Saved entries:
BEGIN

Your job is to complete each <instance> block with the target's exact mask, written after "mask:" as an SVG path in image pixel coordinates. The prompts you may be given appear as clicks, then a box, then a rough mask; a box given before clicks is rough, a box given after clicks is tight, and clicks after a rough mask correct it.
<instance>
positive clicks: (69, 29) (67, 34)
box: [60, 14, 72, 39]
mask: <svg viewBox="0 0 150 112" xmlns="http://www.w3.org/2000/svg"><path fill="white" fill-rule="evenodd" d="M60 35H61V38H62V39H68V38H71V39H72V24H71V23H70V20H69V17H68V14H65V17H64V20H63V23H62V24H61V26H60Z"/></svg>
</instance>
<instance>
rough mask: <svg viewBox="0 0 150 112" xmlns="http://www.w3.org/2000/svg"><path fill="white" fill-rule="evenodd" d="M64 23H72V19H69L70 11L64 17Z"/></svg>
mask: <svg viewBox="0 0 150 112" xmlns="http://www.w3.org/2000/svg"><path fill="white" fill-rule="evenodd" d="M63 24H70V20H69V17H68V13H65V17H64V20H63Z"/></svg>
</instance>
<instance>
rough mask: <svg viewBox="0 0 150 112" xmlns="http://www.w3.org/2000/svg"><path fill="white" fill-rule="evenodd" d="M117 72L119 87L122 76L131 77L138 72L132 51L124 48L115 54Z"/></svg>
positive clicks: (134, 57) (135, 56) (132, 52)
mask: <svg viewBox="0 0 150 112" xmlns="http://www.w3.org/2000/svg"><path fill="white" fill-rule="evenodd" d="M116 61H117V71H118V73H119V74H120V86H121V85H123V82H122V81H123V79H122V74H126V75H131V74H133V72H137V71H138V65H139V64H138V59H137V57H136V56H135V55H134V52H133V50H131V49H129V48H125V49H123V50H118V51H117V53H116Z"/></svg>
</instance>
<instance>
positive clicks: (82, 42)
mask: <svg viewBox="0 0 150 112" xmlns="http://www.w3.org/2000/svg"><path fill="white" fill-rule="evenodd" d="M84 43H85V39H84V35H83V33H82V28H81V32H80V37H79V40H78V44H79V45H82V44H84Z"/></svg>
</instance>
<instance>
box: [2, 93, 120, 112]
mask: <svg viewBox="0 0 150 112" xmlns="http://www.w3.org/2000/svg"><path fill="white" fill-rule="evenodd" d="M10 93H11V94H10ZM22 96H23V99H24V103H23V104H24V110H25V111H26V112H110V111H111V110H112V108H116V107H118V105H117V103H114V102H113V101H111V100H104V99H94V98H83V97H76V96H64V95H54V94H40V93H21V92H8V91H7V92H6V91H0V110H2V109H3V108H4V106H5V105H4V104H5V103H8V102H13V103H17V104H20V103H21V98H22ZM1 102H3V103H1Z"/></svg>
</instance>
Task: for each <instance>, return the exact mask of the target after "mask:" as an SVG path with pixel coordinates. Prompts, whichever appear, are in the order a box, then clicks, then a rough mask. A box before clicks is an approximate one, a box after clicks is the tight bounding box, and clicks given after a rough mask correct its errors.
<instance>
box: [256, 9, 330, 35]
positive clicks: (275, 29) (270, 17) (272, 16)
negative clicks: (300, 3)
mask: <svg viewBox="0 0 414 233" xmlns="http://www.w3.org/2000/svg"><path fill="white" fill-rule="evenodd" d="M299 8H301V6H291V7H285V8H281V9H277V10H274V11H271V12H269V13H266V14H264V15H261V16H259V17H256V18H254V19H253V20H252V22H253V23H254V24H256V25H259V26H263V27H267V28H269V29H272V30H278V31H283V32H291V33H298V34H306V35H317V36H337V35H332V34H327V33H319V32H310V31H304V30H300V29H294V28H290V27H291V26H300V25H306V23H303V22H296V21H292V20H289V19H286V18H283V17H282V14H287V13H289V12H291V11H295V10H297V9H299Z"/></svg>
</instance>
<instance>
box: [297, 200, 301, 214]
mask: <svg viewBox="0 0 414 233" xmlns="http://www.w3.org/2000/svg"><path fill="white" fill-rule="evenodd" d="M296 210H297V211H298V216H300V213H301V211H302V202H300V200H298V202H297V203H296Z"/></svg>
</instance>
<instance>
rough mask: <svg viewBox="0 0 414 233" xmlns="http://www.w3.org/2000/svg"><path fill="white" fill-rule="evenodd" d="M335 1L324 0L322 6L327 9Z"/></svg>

END

→ **ACTION ITEM**: Every line above should be transcribed exactly.

→ **WRITTEN RESPONSE**:
Your job is to complete each <instance> block with the target's exact mask, written after "mask:" as an SVG path in image pixel coordinates. The prompts you may be given appear as clicks, then a box, then a rough mask; a box given before clicks is rough, a box given after clicks is tight, and clicks after a rough mask correct it.
<instance>
positive clicks: (69, 29) (67, 34)
box: [60, 14, 72, 39]
mask: <svg viewBox="0 0 150 112" xmlns="http://www.w3.org/2000/svg"><path fill="white" fill-rule="evenodd" d="M60 35H61V38H62V39H68V38H71V39H72V24H71V23H70V20H69V17H68V14H65V17H64V20H63V23H62V24H61V26H60Z"/></svg>
</instance>
<instance>
rough mask: <svg viewBox="0 0 150 112" xmlns="http://www.w3.org/2000/svg"><path fill="white" fill-rule="evenodd" d="M64 23H72V19H69L70 11L64 17Z"/></svg>
mask: <svg viewBox="0 0 150 112" xmlns="http://www.w3.org/2000/svg"><path fill="white" fill-rule="evenodd" d="M63 24H70V20H69V17H68V13H65V17H64V20H63Z"/></svg>
</instance>
<instance>
rough mask: <svg viewBox="0 0 150 112" xmlns="http://www.w3.org/2000/svg"><path fill="white" fill-rule="evenodd" d="M117 72L119 87L122 76L131 77L138 72L132 51L124 48L115 54Z"/></svg>
positive clicks: (134, 57) (135, 56) (132, 52)
mask: <svg viewBox="0 0 150 112" xmlns="http://www.w3.org/2000/svg"><path fill="white" fill-rule="evenodd" d="M116 61H117V71H118V73H119V74H120V86H121V85H123V82H122V81H123V79H122V74H126V75H131V74H133V72H137V71H138V65H139V64H138V59H137V57H136V56H135V55H134V52H133V50H131V49H129V48H125V49H123V50H118V51H117V53H116Z"/></svg>
</instance>
<instance>
positive clicks: (82, 42)
mask: <svg viewBox="0 0 150 112" xmlns="http://www.w3.org/2000/svg"><path fill="white" fill-rule="evenodd" d="M84 43H85V39H84V35H83V33H82V28H81V32H80V37H79V40H78V44H79V45H82V44H84Z"/></svg>
</instance>
<instance>
box: [2, 93, 120, 112]
mask: <svg viewBox="0 0 150 112" xmlns="http://www.w3.org/2000/svg"><path fill="white" fill-rule="evenodd" d="M10 93H11V94H10ZM22 96H23V99H24V103H23V104H24V110H25V111H26V112H110V111H111V110H112V108H116V107H118V105H117V103H114V102H113V101H111V100H104V99H94V98H83V97H76V96H64V95H54V94H40V93H21V92H8V91H7V92H6V91H0V110H2V109H3V108H4V106H5V105H4V104H5V103H8V102H13V103H17V104H20V103H21V98H22ZM1 102H3V103H1Z"/></svg>
</instance>
Task: for each <instance>, return the exact mask of the target after "mask:" as an SVG path with pixel coordinates. Prompts, whichever appear, are in the order a box, then clicks, then a rough mask. A box before clicks is an approximate one, a box after clicks is the tight bounding box, and clicks given after a rough mask correct its errors.
<instance>
box: [256, 9, 330, 35]
positive clicks: (275, 29) (270, 17) (272, 16)
negative clicks: (300, 3)
mask: <svg viewBox="0 0 414 233" xmlns="http://www.w3.org/2000/svg"><path fill="white" fill-rule="evenodd" d="M299 8H301V6H291V7H285V8H281V9H277V10H274V11H271V12H269V13H266V14H264V15H261V16H259V17H256V18H254V19H253V20H252V22H253V23H254V24H256V25H259V26H263V27H267V28H269V29H272V30H278V31H283V32H291V33H298V34H306V35H317V36H337V35H332V34H327V33H319V32H310V31H304V30H300V29H294V28H290V27H291V26H300V25H306V23H303V22H296V21H292V20H289V19H286V18H283V17H282V14H287V13H289V12H291V11H295V10H297V9H299Z"/></svg>
</instance>
<instance>
box: [297, 200, 301, 214]
mask: <svg viewBox="0 0 414 233" xmlns="http://www.w3.org/2000/svg"><path fill="white" fill-rule="evenodd" d="M296 210H297V211H298V216H300V213H301V211H302V202H300V200H298V202H297V203H296Z"/></svg>
</instance>
<instance>
rough mask: <svg viewBox="0 0 414 233" xmlns="http://www.w3.org/2000/svg"><path fill="white" fill-rule="evenodd" d="M335 1L324 0L322 6L327 9Z"/></svg>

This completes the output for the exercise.